-- Exercise goal --
Your task is to copy the records that follow exactly, minus any images.

(Natural-language object grounding data)
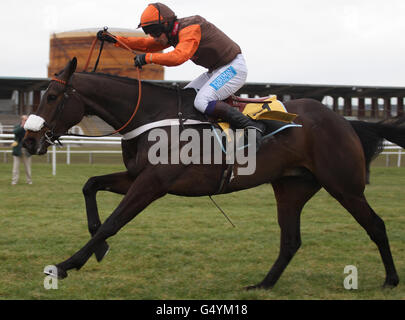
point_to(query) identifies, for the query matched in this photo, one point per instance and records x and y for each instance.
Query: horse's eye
(51, 97)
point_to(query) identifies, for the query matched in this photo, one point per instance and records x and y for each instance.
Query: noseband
(50, 135)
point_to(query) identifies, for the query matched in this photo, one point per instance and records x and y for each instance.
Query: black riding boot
(238, 120)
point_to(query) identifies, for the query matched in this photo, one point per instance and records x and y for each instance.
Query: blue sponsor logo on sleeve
(223, 78)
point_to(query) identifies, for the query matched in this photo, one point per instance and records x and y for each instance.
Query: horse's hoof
(256, 287)
(102, 251)
(391, 283)
(56, 272)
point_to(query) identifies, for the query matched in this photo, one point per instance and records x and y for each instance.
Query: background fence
(87, 149)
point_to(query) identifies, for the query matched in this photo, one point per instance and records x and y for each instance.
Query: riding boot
(238, 120)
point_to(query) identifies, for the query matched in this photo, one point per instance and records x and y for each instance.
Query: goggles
(153, 30)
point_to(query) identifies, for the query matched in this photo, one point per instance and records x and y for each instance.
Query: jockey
(196, 39)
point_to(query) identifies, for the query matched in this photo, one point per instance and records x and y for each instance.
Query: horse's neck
(117, 104)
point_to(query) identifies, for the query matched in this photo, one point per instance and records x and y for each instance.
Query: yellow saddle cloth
(269, 109)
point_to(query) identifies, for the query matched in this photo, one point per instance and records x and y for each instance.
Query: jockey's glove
(140, 60)
(105, 37)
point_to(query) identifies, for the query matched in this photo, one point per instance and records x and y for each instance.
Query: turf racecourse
(183, 248)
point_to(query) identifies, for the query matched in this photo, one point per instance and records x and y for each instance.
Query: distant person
(198, 40)
(20, 153)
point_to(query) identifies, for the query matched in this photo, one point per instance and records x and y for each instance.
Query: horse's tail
(372, 136)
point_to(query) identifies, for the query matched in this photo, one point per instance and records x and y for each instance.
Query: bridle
(50, 136)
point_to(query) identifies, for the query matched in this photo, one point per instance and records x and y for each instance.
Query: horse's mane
(128, 80)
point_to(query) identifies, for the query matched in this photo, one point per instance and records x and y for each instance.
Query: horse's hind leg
(117, 183)
(291, 194)
(375, 228)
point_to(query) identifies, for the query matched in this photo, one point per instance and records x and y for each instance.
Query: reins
(95, 67)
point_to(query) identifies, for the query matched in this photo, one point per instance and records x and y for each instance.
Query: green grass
(183, 248)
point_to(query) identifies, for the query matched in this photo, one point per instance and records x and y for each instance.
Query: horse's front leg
(118, 183)
(148, 186)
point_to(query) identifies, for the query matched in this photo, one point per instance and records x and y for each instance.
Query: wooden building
(66, 45)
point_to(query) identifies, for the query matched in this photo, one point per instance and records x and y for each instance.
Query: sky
(338, 42)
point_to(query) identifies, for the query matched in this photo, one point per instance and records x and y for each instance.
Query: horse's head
(60, 109)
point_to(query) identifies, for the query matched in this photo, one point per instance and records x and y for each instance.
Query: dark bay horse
(325, 153)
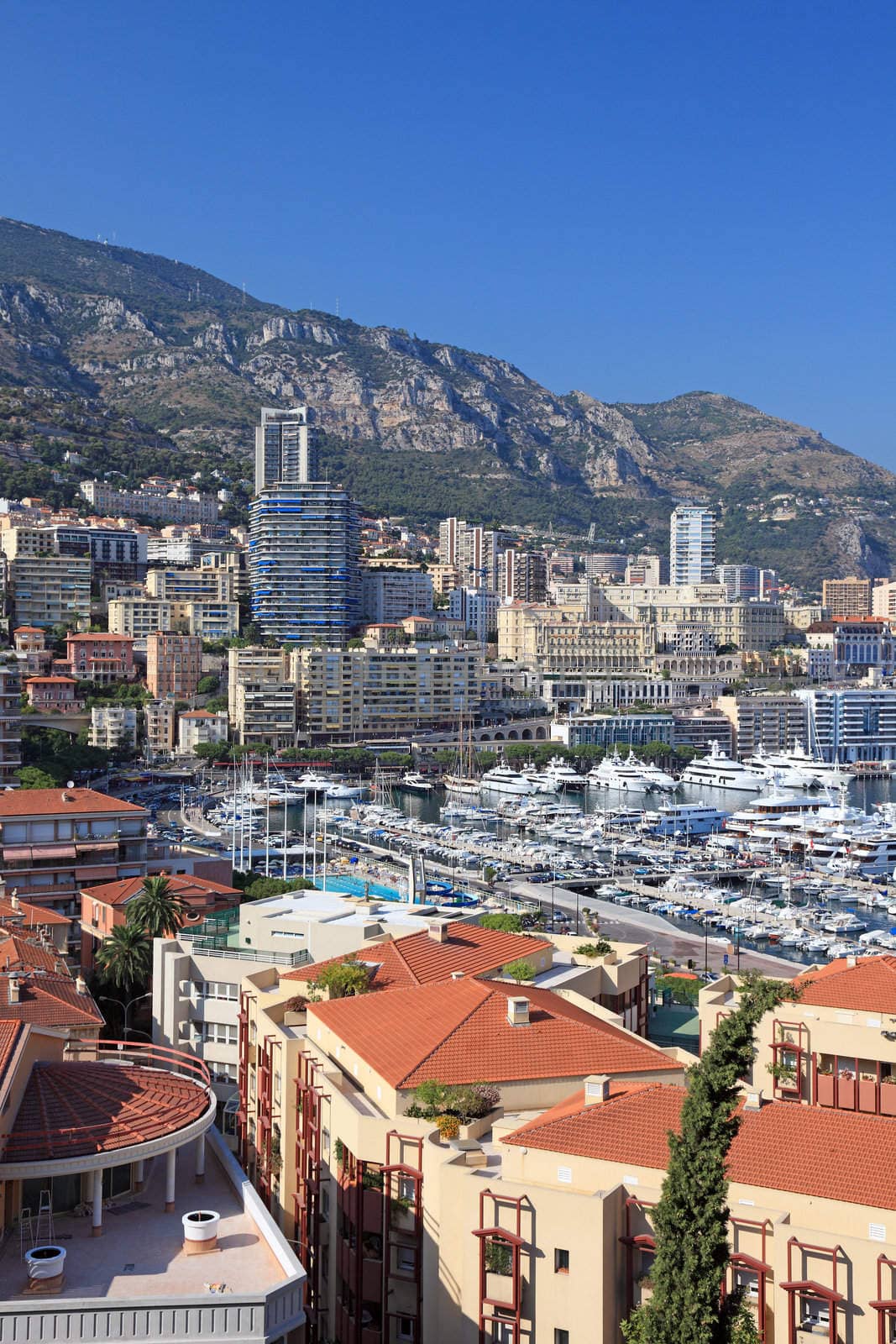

-- Completed task --
point_to(query) identifies, for the query matched in this photo, one point per instance and records x and y for each instance.
Query: horse's eye
(51, 97)
point_to(query) identifies, for the query matched in this photo, one point per instance and records x and y for each instance.
Query: noseband
(50, 135)
point_to(query) identifies, for the query matched in this photo, one point per instance and records x and y for each instance.
Query: black riding boot
(238, 120)
point_to(query) identifies, for the query matched in this photo, one point per instance and records x and y for each instance.
Query: blue sponsor logo on sleeve
(223, 78)
point_to(query) identifies, for the query matched in this photo, one point per instance and records x and y for each instance.
Query: horse's hoof
(256, 287)
(102, 251)
(391, 283)
(56, 272)
point_to(query) identifies, for the query matched in this photo, one point per instance and records x and y for each instance.
Query: background fence
(87, 149)
point_to(query) identifies, for the query matched in this photo, one point per instance and records x and y for each instance.
Query: riding boot
(238, 120)
point_to(query) identifies, for the query matched in this photo, one point per instance and records x and y for each instance.
Query: goggles
(153, 30)
point_to(query) identifies, for the query matched in this photo, one point per instance and records x and y for each instance.
Query: jockey
(196, 39)
point_to(query) identifies, for the query matched in this photo, one point per instance and records x and y for each instance.
Query: horse's neck
(117, 104)
point_to(query) identifies, for the query matched in this photo, one point per instance and records x and y for each instance.
Query: yellow saddle cloth
(269, 109)
point_to(query) identifies, for the query matched in this photo, one point per instance and records x and y for each instance.
Query: jockey's glove
(140, 60)
(105, 37)
point_to(query) identifies, for the query matched in this photo, one point per instance and records x and y for each instance.
Query: turf racecourse
(183, 248)
point_to(query) identifies, for the query matched in this photo, one point per instance and records x and y for each instance.
Query: distant person
(198, 40)
(20, 153)
point_to(query) identifies, for the query matched in this photo, one point per instance and records x and y for each instance.
Query: horse's tail
(372, 136)
point_to(query) identifies, for the query matched in this photo, one point per instance and records x and y for each instance.
Query: bridle
(50, 136)
point_to(query) identifies, for the query matched in this photo, one point per instance and records x and y for each instance.
Query: horse's mane
(128, 80)
point_to(query) identifies, for the query matched in this photo, one point per instance and records x and y for each instance.
Query: horse's hind leg
(117, 183)
(291, 194)
(375, 228)
point_to(query) identifies, for the query matched in this photo, one point per instance and records x and y for each instance.
Query: reins
(95, 67)
point_to(query) identifies, for the query matched in this photo, one point per instance and records x and y for each instance.
Query: green grass
(183, 248)
point_to(query) identifies, for the query matched in this photo, one point per instance and records x and y for each instance.
Query: horse's front leg
(118, 183)
(148, 186)
point_to(query) identifies, for the query matched in this photo, one point per instance and records x and y for each instance.
Query: wooden building
(66, 45)
point_to(query) identifies, for the query matched in this photo, one point per instance and records x and y for each instance.
Query: sky
(338, 42)
point_to(query) identifies, for the query matched in this photo, one point per instance and records x and y for each instance.
Query: horse's head
(60, 109)
point_to(query) identifies, for the query matched in this photo, one point per instance and records x and y for each instance.
Query: dark bay horse
(325, 153)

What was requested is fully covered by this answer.